* Kutipan Dokumen
Khotbah HUT 79 GKJ Jakarta disampaikan pada 27 Juni 2021
GEREJA SEBAGAI AGEN PERUBAHAN (Agent of Change)
atau PERINTANG PERUBAHAN (Obstacle of Change)?
Pembacaan Alkitab1. 2 Samuel 1:1, 17-27 – Daud meratapi kematian Saul dan Yonatan
2. Mazmur 130 – Seruan dari dalam kesusahan
3. 2 Korintus 8:7-15 – Pelayanan kasih, supaya ada keseimbangan.
4. Markus 5:25-34 – Perempuan yang sakit pendarahan, disembuhkan.
Khotbah
Selamat pagi bapak, ibu, sdr-sdr dan anak-anak yang terkasih.
Tema khotbah kita pada pagi ini, ialah: “MENJADI GEREJA yang TERBUKA dan TERUS BERTRANSFORMASI BERSAMA MASYARAKAT.”
Pada hari ini kita mengingat dan bersyukur atas berkat Tuhan kepada GKJ Jakarta yang genap berusia 79 tahun pada tgl 21 Juni 2021. Ibarat manusia, usia 79 tahun dapat dilihat dari dua kategori usia yang berbeda. (i) Menurut Kategori Organisasi Kesehatan Sedunia (WHO),[1] usia 79 tahun masih termasuk “usia menengah,” belum sepuh atau belum ‘senior’ [lihat Footnote] (ii) Menurut Sejarah Gereja global, 79 tahun bagi sebuah Gereja belum cukup tua. Belum apa-apa. Sementara kekristenan dan gereja secara global sudah berusia lebih dari 2000 tahun. GKJ Jakarta masih dibawah umur, masih kanak-kanak balita (masih lucu-lucunya), masih dalam taraf pertumbuhan yang paling menentukan (baik secara fisik, psikologis, intelektual, maupun iman), yang semuanya secara utuh akan menentukan karakternya.

* Catatan yang Ditampilkan
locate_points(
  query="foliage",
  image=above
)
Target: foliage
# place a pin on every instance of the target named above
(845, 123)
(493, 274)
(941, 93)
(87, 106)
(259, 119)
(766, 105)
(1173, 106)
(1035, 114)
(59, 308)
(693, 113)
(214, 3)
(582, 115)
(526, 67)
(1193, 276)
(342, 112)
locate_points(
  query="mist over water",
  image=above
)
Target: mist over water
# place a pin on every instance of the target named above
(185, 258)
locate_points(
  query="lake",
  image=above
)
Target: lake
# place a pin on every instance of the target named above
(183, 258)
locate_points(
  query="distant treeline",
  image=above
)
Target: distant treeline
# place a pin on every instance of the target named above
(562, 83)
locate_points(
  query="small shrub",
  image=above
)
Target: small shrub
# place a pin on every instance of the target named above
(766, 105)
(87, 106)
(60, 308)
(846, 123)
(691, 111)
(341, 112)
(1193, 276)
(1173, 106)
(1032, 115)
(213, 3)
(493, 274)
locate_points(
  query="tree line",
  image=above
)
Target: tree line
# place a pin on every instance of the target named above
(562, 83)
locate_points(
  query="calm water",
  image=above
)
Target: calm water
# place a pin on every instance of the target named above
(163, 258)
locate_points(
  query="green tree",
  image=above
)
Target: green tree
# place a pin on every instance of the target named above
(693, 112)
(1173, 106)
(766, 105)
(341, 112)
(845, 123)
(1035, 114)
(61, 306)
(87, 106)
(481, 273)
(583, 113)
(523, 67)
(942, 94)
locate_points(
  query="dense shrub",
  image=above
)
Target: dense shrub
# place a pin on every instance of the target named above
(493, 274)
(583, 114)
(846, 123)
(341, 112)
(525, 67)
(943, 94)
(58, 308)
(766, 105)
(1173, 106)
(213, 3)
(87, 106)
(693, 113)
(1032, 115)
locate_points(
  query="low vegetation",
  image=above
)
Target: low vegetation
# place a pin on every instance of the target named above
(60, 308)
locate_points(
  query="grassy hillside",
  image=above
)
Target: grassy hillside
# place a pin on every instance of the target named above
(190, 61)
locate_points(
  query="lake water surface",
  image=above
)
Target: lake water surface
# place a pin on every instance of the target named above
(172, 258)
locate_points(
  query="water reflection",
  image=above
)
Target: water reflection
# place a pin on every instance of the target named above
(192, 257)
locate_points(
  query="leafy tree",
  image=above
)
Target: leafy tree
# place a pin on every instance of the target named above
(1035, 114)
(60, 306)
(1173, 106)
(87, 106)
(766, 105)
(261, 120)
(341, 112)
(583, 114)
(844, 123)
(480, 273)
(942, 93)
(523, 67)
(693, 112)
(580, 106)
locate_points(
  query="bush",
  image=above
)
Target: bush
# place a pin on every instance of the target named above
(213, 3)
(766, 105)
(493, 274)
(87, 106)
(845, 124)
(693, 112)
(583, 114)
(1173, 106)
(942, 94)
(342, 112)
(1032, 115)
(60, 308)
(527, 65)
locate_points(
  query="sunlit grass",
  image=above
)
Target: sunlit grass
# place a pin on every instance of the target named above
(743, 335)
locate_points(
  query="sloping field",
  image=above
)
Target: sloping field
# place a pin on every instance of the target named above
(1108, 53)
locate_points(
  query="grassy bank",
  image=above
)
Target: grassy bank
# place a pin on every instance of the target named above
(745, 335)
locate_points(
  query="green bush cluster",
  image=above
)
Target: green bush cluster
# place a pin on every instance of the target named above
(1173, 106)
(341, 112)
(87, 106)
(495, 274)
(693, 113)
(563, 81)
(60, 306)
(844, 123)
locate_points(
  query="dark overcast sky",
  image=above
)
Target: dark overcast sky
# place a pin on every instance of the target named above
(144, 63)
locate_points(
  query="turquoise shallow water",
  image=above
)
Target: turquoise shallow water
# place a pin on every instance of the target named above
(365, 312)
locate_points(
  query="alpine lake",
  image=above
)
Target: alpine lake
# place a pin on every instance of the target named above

* Yang Perlu Dikerjakan
A - Ganti "Daud" dengan "David" saat menulis ulang bagian khotbah HUT GKJ Jakarta, mulai dari "Khotbah HUT 79" dan berakhir di "sakit pendarahan, disembuhkan.".
B - Jawab pertanyaan berikut berdasarkan khotbah HUT GKJ Jakarta:
(i) Pada tanggal berapa khotbah ini disampaikan?
(ii) Apa tema khotbah pagi itu?
(iii) Pada tanggal berapa GKJ Jakarta genap berusia 79 tahun?

* Jawaban Tertulis
A -
Khotbah HUT 79 GKJ Jakarta disampaikan pada 27 Juni 2021
GEREJA SEBAGAI AGEN PERUBAHAN (Agent of Change)
atau PERINTANG PERUBAHAN (Obstacle of Change)?
Pembacaan Alkitab1. 2 Samuel 1:1, 17-27 – David meratapi kematian Saul dan Yonatan
2. Mazmur 130 – Seruan dari dalam kesusahan
3. 2 Korintus 8:7-15 – Pelayanan kasih, supaya ada keseimbangan.
4. Markus 5:25-34 – Perempuan yang sakit pendarahan, disembuhkan.

B -
(i) 27 Juni 2021
(ii) "MENJADI GEREJA yang TERBUKA dan TERUS BERTRANSFORMASI BERSAMA MASYARAKAT."
(iii) 21 Juni 2021